#### [Written instruction a]
Can you write out the passage on surrealism and colonialism again, starting at "Thus, surrealists correlated" and ending at "civilization (Atkin, 2018).", but with "sophistication" replaced by "complexity"?

Thus, surrealists correlated the colonial struggle of the “uncivilized” native against the “civilized” European with an ideological battle between a “primitive” thinking mode and “rational” western thought. However, it was sophistication, not simplicity, that the surrealists desired from the “magical” nature of Oceanic visual culture (Atkin, 2018). It was also an effective remedy, not retrospective historical escapism, that they sought for the most pressing concerns in the face of post-war civilization (Atkin, 2018).

Therefore, it becomes evident how the surrealists’ intensified propaganda of “magical” thought directly correlated with their anti-colonial attitudes. It was conceived to combat the official scientific rationalism that had indirectly enabled and now supported colonial politics (Atkin, 2018). Consequently, after being entirely convinced of the politics’ futility due to the diplomatic catastrophe that caused World War Two, the surrealists made a collective shift toward “magic” as an alternative to changing the world.

#### [Supplied material]

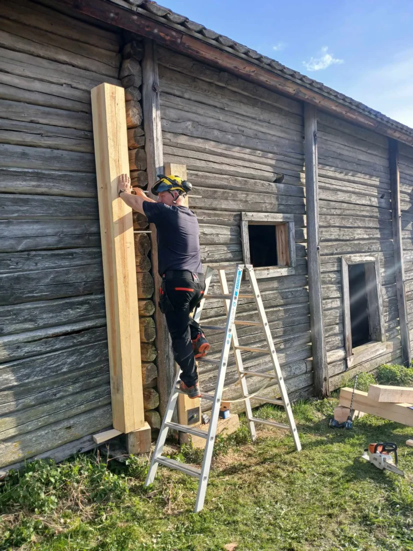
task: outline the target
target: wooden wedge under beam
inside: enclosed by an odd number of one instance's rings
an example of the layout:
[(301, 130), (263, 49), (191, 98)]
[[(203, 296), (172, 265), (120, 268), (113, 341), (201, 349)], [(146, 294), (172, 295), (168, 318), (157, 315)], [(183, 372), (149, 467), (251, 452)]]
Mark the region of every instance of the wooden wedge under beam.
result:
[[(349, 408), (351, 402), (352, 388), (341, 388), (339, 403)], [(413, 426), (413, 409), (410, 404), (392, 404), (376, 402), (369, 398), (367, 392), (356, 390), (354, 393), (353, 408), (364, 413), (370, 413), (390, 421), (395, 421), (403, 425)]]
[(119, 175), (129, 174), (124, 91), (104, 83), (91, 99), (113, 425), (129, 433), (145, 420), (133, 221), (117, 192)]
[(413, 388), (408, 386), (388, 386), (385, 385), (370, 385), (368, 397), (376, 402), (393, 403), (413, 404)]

* * *

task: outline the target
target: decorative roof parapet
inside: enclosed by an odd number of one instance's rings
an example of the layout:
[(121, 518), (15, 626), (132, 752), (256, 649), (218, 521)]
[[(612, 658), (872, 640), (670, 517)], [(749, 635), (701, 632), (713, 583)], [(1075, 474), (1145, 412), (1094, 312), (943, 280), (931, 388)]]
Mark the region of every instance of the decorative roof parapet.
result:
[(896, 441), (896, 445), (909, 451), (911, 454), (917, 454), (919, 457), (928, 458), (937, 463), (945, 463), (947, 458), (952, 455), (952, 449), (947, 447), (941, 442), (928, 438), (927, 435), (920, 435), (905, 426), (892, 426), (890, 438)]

#### [Written instruction b]
How many lines in the entries above contain the string "decorative"? Case counts; reply with the number only.

#### [Expected output a]
Thus, surrealists correlated the colonial struggle of the “uncivilized” native against the “civilized” European with an ideological battle between a “primitive” thinking mode and “rational” western thought. However, it was complexity, not simplicity, that the surrealists desired from the “magical” nature of Oceanic visual culture (Atkin, 2018). It was also an effective remedy, not retrospective historical escapism, that they sought for the most pressing concerns in the face of post-war civilization (Atkin, 2018).

#### [Expected output b]
2